>>>>>

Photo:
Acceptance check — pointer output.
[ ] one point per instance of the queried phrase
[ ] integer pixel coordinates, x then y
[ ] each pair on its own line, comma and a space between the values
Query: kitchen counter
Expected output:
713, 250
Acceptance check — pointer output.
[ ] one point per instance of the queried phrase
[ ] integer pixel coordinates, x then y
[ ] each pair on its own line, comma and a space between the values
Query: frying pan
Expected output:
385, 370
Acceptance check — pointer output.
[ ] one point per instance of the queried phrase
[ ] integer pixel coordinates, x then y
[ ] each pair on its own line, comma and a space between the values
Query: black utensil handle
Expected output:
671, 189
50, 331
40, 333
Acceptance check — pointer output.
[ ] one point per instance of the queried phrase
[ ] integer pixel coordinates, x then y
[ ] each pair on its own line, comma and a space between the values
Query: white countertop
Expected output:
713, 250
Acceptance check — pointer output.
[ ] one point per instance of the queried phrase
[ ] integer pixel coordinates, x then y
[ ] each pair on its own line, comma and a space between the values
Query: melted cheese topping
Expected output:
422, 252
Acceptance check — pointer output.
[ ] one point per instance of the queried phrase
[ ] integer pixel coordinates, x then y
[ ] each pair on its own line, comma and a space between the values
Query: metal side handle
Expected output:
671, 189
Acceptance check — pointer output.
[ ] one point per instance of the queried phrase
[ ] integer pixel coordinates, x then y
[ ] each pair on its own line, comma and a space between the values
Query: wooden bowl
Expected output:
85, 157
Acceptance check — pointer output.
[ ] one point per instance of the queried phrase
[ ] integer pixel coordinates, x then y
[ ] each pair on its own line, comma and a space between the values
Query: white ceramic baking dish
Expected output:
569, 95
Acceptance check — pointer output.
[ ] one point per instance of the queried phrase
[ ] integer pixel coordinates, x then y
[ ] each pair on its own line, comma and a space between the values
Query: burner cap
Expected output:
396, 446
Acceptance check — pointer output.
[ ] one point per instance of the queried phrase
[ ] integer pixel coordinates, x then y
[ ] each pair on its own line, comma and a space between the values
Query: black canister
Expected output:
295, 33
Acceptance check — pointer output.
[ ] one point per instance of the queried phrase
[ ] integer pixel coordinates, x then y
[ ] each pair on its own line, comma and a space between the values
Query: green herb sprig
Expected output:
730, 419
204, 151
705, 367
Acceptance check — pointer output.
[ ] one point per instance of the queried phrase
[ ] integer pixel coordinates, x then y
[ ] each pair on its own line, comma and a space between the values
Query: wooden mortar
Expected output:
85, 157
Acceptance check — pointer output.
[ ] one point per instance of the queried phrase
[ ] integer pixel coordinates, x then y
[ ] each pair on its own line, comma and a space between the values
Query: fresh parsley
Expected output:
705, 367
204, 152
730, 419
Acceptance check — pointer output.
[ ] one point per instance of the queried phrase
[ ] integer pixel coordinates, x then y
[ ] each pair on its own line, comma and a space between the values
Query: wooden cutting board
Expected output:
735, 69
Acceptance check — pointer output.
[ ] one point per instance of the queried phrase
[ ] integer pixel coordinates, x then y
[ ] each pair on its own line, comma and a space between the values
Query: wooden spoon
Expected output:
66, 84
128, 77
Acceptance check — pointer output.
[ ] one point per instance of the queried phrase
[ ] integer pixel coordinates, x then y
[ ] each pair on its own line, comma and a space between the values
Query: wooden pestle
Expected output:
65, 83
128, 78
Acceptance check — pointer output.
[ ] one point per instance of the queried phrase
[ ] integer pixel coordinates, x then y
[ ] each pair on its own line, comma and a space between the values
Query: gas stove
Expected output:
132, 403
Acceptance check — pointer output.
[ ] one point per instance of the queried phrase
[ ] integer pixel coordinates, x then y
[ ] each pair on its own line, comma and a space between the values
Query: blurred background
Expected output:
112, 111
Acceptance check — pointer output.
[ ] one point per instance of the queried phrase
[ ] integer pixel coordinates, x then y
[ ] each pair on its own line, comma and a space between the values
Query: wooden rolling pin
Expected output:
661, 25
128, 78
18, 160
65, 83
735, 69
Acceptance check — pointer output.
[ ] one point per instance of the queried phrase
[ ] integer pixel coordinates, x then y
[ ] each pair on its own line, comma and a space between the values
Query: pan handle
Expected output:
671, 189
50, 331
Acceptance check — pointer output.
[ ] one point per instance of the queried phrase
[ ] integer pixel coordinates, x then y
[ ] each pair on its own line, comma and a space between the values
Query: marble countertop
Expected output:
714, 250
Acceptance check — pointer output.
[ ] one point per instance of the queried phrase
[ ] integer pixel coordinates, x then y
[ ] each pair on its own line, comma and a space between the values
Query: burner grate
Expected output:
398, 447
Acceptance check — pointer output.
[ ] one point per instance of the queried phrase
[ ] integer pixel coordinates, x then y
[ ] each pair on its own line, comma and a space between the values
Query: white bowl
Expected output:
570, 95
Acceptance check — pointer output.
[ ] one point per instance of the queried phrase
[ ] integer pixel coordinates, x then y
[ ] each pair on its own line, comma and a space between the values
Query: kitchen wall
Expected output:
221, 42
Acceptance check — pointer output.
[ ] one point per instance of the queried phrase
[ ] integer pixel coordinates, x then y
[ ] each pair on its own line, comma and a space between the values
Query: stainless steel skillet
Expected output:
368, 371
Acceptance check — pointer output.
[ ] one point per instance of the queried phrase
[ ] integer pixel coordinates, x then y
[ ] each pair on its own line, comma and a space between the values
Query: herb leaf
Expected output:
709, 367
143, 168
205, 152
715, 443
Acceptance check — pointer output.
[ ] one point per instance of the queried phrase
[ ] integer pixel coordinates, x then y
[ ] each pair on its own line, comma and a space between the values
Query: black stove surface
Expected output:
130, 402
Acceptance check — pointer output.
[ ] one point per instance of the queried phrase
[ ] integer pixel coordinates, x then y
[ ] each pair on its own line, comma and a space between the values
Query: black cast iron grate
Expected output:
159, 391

<<<<<

(Directions for this task):
Go through the lines above. Select every one that has the string "white".

(Written reply):
Query: white countertop
Query: white ceramic baking dish
Query: white bowl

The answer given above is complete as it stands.